Give back every line exactly as it appears, pictures excluded.

Collected data entries
........
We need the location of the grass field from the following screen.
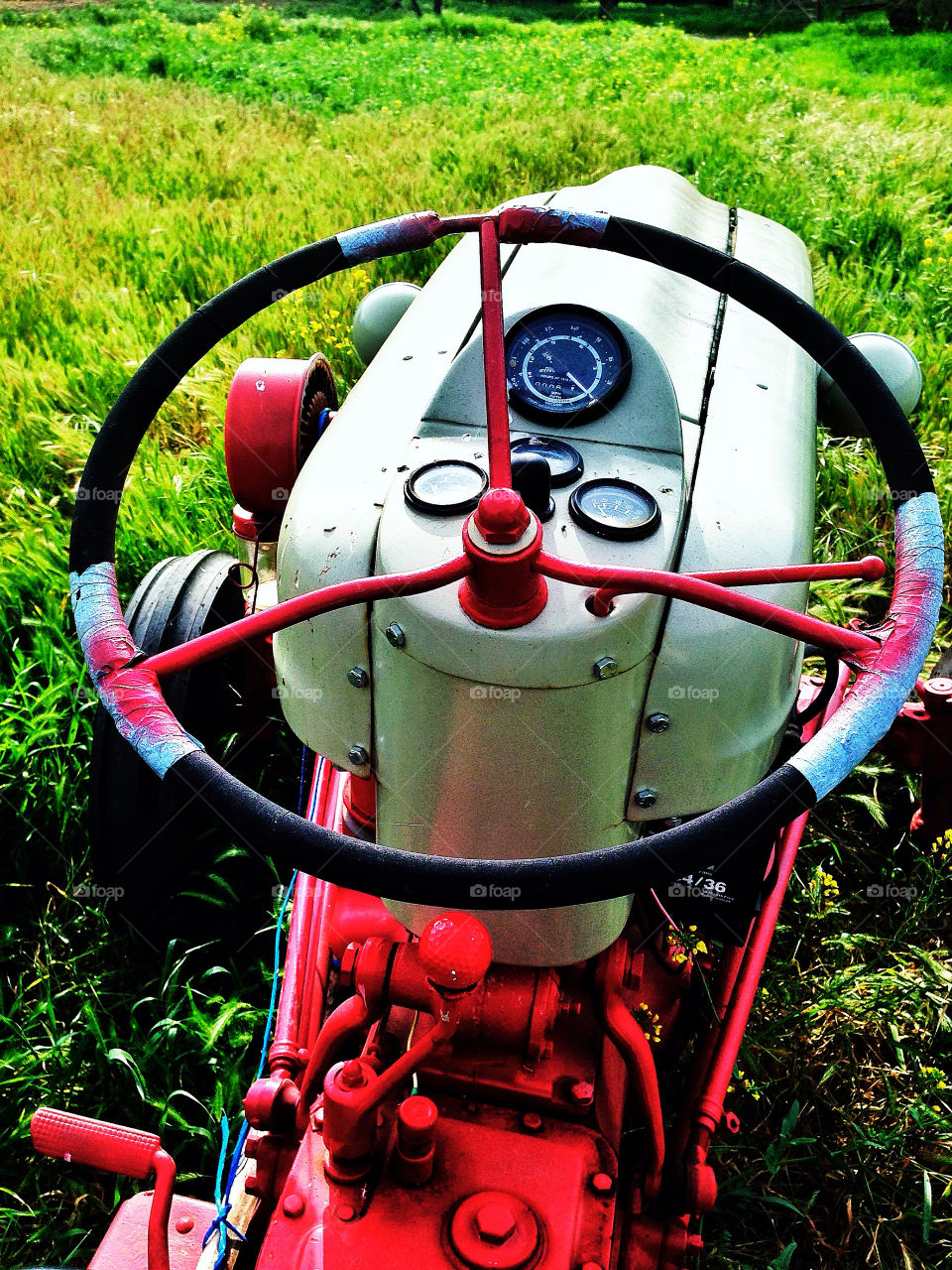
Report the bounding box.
[0,0,952,1270]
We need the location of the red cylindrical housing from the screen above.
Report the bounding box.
[459,500,548,630]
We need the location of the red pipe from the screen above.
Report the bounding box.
[540,552,881,664]
[480,217,513,489]
[690,557,886,586]
[268,874,314,1077]
[670,931,750,1156]
[591,557,886,617]
[146,1151,176,1270]
[595,940,663,1199]
[139,557,471,677]
[296,996,377,1134]
[688,667,849,1162]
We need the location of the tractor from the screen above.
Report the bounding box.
[32,167,952,1270]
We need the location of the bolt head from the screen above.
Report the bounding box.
[337,1058,367,1089]
[281,1194,304,1218]
[473,489,532,544]
[473,1201,516,1246]
[571,1080,595,1107]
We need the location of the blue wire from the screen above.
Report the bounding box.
[202,747,317,1270]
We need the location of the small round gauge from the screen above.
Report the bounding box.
[512,437,584,489]
[404,458,489,516]
[505,305,631,423]
[568,476,661,543]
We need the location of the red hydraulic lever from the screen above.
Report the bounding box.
[29,1107,176,1270]
[480,217,513,489]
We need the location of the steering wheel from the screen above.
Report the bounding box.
[69,205,943,909]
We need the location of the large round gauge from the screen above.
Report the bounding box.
[505,305,631,423]
[568,477,661,543]
[404,458,489,516]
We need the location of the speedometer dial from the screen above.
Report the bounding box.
[505,305,631,423]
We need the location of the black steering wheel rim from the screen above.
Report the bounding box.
........
### COMPLETE OUTPUT
We need the location of the grass field from the following screen.
Report the bounding box.
[0,0,952,1270]
We need the location of the red cylindrical housing from the screen above.
Report the bounding box.
[459,500,548,630]
We need the location of the red pipe from the screen above.
Report the bounding box.
[540,552,881,664]
[480,217,513,489]
[690,557,886,586]
[268,874,314,1077]
[670,931,750,1156]
[591,557,886,617]
[146,1151,176,1270]
[595,940,663,1199]
[139,557,471,677]
[296,996,377,1134]
[688,667,849,1162]
We need the location of the tractor from the screen above.
Report the bounding box.
[32,167,952,1270]
We need the location of the bolt head from the screen above.
Report the bounding box.
[337,1058,367,1089]
[281,1194,304,1218]
[473,489,532,544]
[473,1201,516,1246]
[571,1080,595,1107]
We need the location of the blue wire from the screen above.
Report the bounding box.
[202,747,317,1270]
We need the location of the small round gauge from the screen above.
Report the bounding box.
[512,437,584,489]
[404,458,489,516]
[505,305,631,423]
[568,476,661,543]
We need the location of the red hydraulic lever from the screen above.
Report the bounding box.
[29,1107,176,1270]
[480,217,513,489]
We need the location of the steering wheel from the screen above.
Report the bounding box.
[69,205,943,909]
We need the location of the large round gauge from the screen above.
Report the bounding box.
[505,305,631,423]
[568,477,661,543]
[404,458,489,516]
We need the location of the speedometer dial from the screen above.
Report the bounding box.
[505,305,631,423]
We need the location of the black steering wheel rim from the screen above.
Report the bounding box.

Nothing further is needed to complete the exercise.